** EXERCISE OBJECTIVE **
Decide whether each statement below agrees with the text on global water management. Answer yes or no for each, and quote the deciding words of the text.
1. The paper appeared in the journal Trends in Ecology and Evolution.
2. Gordon describes blue water as the water found in soil moisture.
3. Peterson states that the effects will result in gradual change.

** TEXT EXCERPT **

┄┄┄┄┄┄┄┄┄┄┄┄┄┄┄┄┄┄┄┄

Dr. Line J. Gordon of the Stockholm Resilience Centre and the Stockholm Environment Institute and Dr. Garry Peterson and Dr. Elena Bennett of McGill University published a paper published April 1 in the journal Trends in Ecology and Evolution.

The press release says that in this paper they make the argument that global water management has been focused too much on the “blue water” side of the hydrological cycle, neglecting the largely invisible changes humanity has had on so-called “green water.”

“Blue water is the part of the cycle we can see, like streams and rivers,” said Gordon, an assistant professor at the Stockholm Resilience Centre and the Stockholm Environment Institute. “This is as opposed to ‘green water’ in soil moisture, or evapotranspiration from plants, which agriculture can affect in significant ways.”

“Resilience” describes the capacity of social-ecological systems to withstand climactic or economic shocks, and to then rebuild and renew themselves. The researchers, in their paper, look at the likelihood of that vital resilience being lost in the aftermath of catastrophic changes to the hydrological cycle that could be caused by agriculture and land-use practices.

“Our main point is that these effects aren’t necessarily going to result in gradual change,” explained Peterson, McGill’s Canada Research Chair in Social-Ecological Modeling, and assistant professor in the Department of Geography and the McGill School of Environment. “They can result in surprising, dramatic changes, what we call 'ecosystem flips' or 'ecosystem regime changes,' which can be very difficult or even impossible to reverse.”

Recent outbreaks of toxic algae blooms in Quebec lakes and off Sweden’s Baltic Sea coast are prime examples of ecosystem flips, the consequence of nutrients from fertilizers permeating the soil and running off into streams, lakes and oceans.

“As you get more and more nutrients in the soil you eventually get to a point where you can even completely stop farming and all the nutrients will still be there,“ explained Bennett, an assistant professor at McGill's Department of Natural Resource Sciences and the School of Environment. “You go past a tipping point where it’s very difficult to reverse.”

┄┄┄┄┄┄┄┄┄┄┄┄┄┄┄┄┄┄┄┄

Records from a data collection:

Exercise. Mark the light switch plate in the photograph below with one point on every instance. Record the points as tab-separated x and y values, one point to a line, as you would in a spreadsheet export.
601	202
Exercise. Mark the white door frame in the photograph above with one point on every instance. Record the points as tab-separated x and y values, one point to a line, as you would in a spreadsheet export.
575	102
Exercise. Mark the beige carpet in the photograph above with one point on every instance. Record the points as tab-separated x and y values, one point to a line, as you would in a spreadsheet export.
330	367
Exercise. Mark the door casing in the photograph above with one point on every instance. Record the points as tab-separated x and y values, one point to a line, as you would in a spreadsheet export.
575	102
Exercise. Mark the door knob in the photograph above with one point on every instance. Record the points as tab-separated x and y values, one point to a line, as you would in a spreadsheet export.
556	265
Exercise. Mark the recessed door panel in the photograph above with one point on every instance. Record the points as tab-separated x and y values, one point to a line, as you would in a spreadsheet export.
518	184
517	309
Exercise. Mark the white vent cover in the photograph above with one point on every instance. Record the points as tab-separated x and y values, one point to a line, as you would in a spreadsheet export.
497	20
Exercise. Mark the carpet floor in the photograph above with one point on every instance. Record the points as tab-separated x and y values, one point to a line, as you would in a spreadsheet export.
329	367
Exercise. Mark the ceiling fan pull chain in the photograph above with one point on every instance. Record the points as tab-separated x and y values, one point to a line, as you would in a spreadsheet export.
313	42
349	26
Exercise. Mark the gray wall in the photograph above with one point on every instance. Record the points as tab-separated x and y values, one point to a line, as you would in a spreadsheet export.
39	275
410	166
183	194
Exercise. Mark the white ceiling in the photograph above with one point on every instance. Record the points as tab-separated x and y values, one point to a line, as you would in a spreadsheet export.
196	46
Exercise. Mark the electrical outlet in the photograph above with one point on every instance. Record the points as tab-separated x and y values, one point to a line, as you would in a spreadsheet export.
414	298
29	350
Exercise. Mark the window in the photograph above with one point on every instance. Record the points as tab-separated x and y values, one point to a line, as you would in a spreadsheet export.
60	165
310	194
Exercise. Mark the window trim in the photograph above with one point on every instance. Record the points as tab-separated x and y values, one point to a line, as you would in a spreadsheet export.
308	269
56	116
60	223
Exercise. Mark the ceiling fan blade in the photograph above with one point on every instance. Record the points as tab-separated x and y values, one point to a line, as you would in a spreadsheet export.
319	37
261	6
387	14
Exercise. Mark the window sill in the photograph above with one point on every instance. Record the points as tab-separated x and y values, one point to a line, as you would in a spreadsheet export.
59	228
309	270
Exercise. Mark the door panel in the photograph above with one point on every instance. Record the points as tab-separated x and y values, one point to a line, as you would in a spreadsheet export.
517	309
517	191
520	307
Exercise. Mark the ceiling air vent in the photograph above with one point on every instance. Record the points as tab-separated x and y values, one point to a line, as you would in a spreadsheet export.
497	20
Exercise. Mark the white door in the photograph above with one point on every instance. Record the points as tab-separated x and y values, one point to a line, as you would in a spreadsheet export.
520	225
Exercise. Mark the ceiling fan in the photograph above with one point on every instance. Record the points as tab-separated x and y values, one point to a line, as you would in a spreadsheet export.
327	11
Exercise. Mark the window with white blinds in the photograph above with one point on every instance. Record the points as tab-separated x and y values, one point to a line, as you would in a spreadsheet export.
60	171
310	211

┄┄┄┄┄┄┄┄┄┄┄┄┄┄┄┄┄┄┄┄

** RESPONSE AREA **
1. Yes: "published April 1 in the journal Trends in Ecology and Evolution"
2. No: "Blue water is the part of the cycle we can see, like streams and rivers"
3. No: "these effects aren’t necessarily going to result in gradual change"